Reproduce every entry exactly as shown.

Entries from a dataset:
______

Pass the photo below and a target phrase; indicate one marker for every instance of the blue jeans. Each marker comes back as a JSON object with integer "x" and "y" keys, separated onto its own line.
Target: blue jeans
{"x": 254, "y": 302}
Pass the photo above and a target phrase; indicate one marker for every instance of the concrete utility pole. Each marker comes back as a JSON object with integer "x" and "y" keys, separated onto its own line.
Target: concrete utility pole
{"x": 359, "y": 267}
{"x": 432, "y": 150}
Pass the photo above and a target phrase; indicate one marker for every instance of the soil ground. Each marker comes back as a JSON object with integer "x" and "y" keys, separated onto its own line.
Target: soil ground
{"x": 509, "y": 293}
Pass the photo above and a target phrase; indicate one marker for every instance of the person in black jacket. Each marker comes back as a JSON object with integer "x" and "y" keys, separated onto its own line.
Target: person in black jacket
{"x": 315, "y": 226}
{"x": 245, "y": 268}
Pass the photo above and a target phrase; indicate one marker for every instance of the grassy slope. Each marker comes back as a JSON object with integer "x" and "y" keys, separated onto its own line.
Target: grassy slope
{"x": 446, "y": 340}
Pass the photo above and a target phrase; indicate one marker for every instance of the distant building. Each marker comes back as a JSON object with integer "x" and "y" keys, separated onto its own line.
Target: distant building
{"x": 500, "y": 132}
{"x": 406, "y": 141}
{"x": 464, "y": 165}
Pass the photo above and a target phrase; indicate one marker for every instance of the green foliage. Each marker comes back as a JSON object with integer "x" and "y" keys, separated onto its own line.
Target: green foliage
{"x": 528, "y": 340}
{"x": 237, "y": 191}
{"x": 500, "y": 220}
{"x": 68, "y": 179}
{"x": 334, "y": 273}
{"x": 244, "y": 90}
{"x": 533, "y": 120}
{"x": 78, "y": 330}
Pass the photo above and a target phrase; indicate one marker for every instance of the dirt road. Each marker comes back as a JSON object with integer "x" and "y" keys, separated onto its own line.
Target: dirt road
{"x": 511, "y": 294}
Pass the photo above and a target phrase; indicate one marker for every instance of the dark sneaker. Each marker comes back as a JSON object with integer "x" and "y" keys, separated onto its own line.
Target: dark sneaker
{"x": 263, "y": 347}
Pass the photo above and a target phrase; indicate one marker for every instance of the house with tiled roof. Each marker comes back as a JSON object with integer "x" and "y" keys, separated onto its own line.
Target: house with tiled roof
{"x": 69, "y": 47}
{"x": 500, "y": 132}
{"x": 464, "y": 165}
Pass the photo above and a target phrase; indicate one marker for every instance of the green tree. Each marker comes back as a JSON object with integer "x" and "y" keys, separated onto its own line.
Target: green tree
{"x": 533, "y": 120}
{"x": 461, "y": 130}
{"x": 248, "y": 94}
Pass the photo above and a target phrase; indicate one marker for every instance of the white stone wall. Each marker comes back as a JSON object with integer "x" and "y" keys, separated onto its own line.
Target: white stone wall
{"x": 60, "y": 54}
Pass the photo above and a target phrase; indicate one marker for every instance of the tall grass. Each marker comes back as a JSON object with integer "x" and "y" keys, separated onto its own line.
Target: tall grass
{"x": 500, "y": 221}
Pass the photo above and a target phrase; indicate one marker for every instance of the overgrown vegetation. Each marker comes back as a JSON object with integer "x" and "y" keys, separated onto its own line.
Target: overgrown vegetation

______

EXERCISE RESPONSE:
Pass the photo below and a target phrase; indicate one marker for every instance of the blue jeans. Each marker comes back as a JSON object with integer "x" and "y" keys, separated onto its own line.
Target: blue jeans
{"x": 254, "y": 302}
Pass the photo above and a target phrase; indicate one marker for every instance of the concrete utility pole. Each marker comes back as a JSON object with integer "x" and "y" keys, separated onto its own line.
Target: concrete utility pole
{"x": 359, "y": 267}
{"x": 432, "y": 150}
Pass the photo above and a target phrase; indicate one marker for every instance of the soil ground. Each marker comes back as a JSON object with integer "x" and "y" keys, separated onto its own line.
Target: soil ground
{"x": 509, "y": 293}
Pass the photo above and a target phrase; indicate one marker for every instance of the person in black jacket. Each marker comes back as a JSON object with integer "x" and "y" keys, separated onto its own line.
Target: person in black jacket
{"x": 315, "y": 226}
{"x": 245, "y": 268}
Pass the photo above and a target phrase; indicate one marker for every instance of the grassy slope. Each marker comes back as a JSON object with integer "x" and "y" keys, separated onto its own line.
Target: grassy slope
{"x": 446, "y": 340}
Pass the photo above and a target phrase; indicate one marker for every instance of the distant building. Each marker comes back as a JSON object with integer "x" and "y" keys, separated onto its own line.
Target: distant building
{"x": 500, "y": 132}
{"x": 406, "y": 141}
{"x": 464, "y": 165}
Pass the photo above and a target phrase; indicate one marker for every instance of the green foliage. Each marker comes back as a JSON object with integer "x" and "y" keys, separated onto its own line.
Target: green foliage
{"x": 528, "y": 340}
{"x": 237, "y": 191}
{"x": 500, "y": 220}
{"x": 68, "y": 179}
{"x": 334, "y": 273}
{"x": 244, "y": 90}
{"x": 533, "y": 120}
{"x": 78, "y": 330}
Pass the photo above and a target phrase; indicate one marker for every instance of the dirt road. Each marker comes back as a JSON object with integer "x" and "y" keys, separated onto its own line.
Target: dirt road
{"x": 511, "y": 294}
Pass the photo above and a target phrase; indicate one marker for every instance of the dark sneaker. Each marker comes back as a JSON object with integer "x" and "y" keys, separated onto its own line.
Target: dark sneaker
{"x": 263, "y": 347}
Pass the photo above and a target phrase; indicate one marker for every instance of the house with tiled roof. Each marker comes back as a JSON object with integer "x" and "y" keys, separated onto its own line.
Target: house with tiled roof
{"x": 69, "y": 47}
{"x": 500, "y": 132}
{"x": 464, "y": 165}
Pass the photo above and a target phrase; indicate one marker for every instance of the green tree. Each marker comes back as a JSON object with integer "x" and "y" keys, separated onto its own line.
Target: green tree
{"x": 533, "y": 120}
{"x": 461, "y": 130}
{"x": 248, "y": 94}
Pass the photo above and a target phrase; indicate one marker for every instance of the white stone wall. Each marker comes back as a JSON object with integer "x" and "y" keys, separated onto its own line.
Target: white stone wall
{"x": 60, "y": 54}
Pass the photo above and a target phrase; indicate one marker for every instance of the tall grass. Each marker comes back as a JSON object with integer "x" and "y" keys, separated onto its own line.
Target: tall grass
{"x": 500, "y": 221}
Pass the photo above and a target phrase; indicate one marker for every instance of the overgrown vegetation. Each marker comes back as a JSON object with integer "x" and "y" keys, separated onto its own line.
Target: overgrown vegetation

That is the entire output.